*** Opening of Data supplied ***
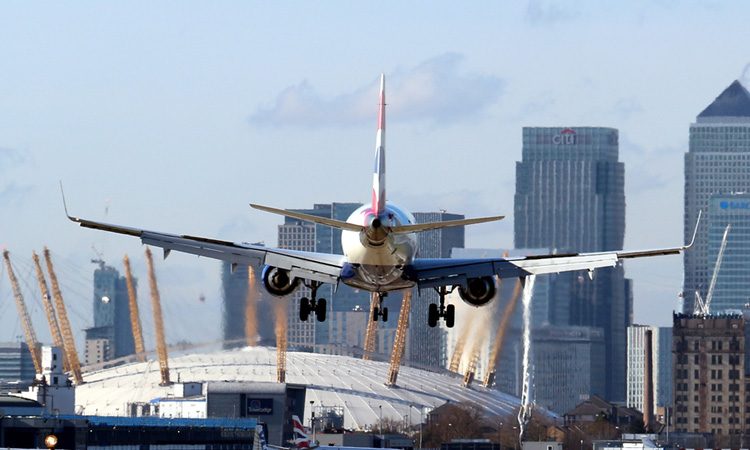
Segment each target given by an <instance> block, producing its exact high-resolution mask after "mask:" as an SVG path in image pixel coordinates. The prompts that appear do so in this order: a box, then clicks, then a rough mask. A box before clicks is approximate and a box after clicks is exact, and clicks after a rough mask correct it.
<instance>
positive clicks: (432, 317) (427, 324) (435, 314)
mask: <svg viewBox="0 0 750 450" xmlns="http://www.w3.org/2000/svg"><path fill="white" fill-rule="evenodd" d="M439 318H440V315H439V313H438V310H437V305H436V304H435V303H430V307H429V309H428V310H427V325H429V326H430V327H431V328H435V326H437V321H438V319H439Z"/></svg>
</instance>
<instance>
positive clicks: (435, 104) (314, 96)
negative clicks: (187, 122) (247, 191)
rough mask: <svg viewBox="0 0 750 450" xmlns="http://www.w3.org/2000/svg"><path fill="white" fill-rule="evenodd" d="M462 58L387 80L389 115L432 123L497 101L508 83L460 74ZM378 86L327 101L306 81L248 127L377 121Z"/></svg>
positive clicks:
*** Close of Data supplied ***
*** Opening of Data supplied ***
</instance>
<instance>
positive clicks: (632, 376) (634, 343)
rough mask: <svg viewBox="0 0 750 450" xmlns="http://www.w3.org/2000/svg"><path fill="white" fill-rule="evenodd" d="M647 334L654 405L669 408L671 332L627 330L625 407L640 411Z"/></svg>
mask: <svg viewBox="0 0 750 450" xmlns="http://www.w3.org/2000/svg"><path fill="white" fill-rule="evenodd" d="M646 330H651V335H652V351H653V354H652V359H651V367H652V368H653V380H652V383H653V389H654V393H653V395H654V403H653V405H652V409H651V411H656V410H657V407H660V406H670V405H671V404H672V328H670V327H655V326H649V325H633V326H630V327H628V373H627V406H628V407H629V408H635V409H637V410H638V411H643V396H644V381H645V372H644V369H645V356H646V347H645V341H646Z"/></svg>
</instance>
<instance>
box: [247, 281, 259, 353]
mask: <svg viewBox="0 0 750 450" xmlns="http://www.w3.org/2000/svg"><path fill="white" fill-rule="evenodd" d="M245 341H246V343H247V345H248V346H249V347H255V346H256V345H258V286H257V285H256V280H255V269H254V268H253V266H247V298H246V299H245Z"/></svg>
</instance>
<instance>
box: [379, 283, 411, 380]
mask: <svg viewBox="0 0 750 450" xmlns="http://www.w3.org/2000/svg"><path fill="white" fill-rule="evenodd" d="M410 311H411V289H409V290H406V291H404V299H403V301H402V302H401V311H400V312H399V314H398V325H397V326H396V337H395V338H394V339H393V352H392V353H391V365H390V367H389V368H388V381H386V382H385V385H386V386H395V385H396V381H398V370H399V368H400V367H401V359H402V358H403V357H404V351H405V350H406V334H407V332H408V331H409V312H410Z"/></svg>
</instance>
*** Close of Data supplied ***
__How to complete this task__
Transcribe the records above exactly, beginning at the line that contains "Segment each target" and ending with the line that contains "negative clicks: (187, 122) (247, 191)", both included, and nothing else.

__Answer box__
Segment each target given by an <instance> block, producing its exact high-resolution mask after "mask:" as an SVG path in image pixel coordinates. The prompts that appear do so in this order: a box, then clicks, then a rough mask. A box before clicks is approximate and a box after clicks is exact, and clicks after a rough mask correct it.
<instance>
positive clicks: (432, 317) (427, 324) (435, 314)
mask: <svg viewBox="0 0 750 450" xmlns="http://www.w3.org/2000/svg"><path fill="white" fill-rule="evenodd" d="M439 318H440V315H439V313H438V310H437V305H436V304H435V303H430V307H429V309H428V310H427V325H429V326H430V327H431V328H435V326H437V321H438V319H439Z"/></svg>
</instance>
<instance>
positive clicks: (435, 104) (314, 96)
negative clicks: (187, 122) (247, 191)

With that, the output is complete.